◆ **What is needed**:
Answer these questions using the mulesing passage:
1. What kind of skin surface does mulesing leave behind?
2. What does the passage say farming's payoffs are often less than?
3. What two-word phrase does the passage use to sum up why farmers do these things?

◆ **Source passage**:
*** Block opens ***

The mulesing, as I mentioned above, leaves a smoother skin surface, AKA the scar tissue, which tends to be tougher than normal skin, which results in far fewer little nooks and crannies for the flies to lay their eggs and begin the process of flystrike.

Now, please understand – the farmers would never do this simply to be cruel. They know the stress it causes their sheep, but the alternative of watching their sheep die while being eaten alive is far more excruciating for everyone. Farmers do love their animals. They have a connection that many would never understand. It is not just about money, because, lets face it, farming is bloody hard, and the payoffs are often less than a Maccas trainee salary. Soooo…… just know that they do these things because they DO care. Tough love, I guess you could say.

 

OK, you said SOME breeds…..what’s the difference and how can I tell?

*** Block closes ***

◆ **Supplied entries**:
*** Block opens ***

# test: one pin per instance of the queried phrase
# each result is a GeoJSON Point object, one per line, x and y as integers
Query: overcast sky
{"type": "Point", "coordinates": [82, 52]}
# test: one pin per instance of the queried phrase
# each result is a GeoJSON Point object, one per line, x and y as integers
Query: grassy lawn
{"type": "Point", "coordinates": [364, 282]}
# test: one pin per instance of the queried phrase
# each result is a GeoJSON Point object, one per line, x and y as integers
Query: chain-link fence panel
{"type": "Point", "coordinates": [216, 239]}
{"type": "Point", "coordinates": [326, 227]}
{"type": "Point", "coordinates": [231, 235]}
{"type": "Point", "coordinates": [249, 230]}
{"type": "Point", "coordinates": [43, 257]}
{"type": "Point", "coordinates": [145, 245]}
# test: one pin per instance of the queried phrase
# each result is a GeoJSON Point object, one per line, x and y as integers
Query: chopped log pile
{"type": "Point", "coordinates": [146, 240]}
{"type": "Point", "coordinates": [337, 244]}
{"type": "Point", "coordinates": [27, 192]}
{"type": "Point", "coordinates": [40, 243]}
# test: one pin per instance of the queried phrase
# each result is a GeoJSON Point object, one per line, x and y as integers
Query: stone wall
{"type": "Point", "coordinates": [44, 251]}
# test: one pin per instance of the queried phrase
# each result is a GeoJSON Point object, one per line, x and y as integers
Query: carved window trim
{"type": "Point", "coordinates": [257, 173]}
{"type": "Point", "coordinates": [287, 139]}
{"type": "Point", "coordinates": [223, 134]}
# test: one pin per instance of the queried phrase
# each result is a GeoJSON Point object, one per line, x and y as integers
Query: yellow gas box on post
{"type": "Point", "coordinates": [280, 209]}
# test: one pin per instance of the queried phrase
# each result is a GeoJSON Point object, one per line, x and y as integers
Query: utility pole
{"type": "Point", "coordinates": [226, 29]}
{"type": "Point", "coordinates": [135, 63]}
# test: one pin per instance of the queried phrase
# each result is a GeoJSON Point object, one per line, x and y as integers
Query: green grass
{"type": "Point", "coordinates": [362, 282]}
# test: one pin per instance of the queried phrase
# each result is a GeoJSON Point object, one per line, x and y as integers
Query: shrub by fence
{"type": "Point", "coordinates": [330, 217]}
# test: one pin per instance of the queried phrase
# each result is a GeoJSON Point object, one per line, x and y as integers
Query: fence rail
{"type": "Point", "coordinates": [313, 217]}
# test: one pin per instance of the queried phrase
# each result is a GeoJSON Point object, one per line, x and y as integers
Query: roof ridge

*** Block closes ***

◆ **Output for this task**:
1. A smoother skin surface of scar tissue, which tends to be tougher than normal skin.
2. A Maccas trainee salary.
3. Tough love.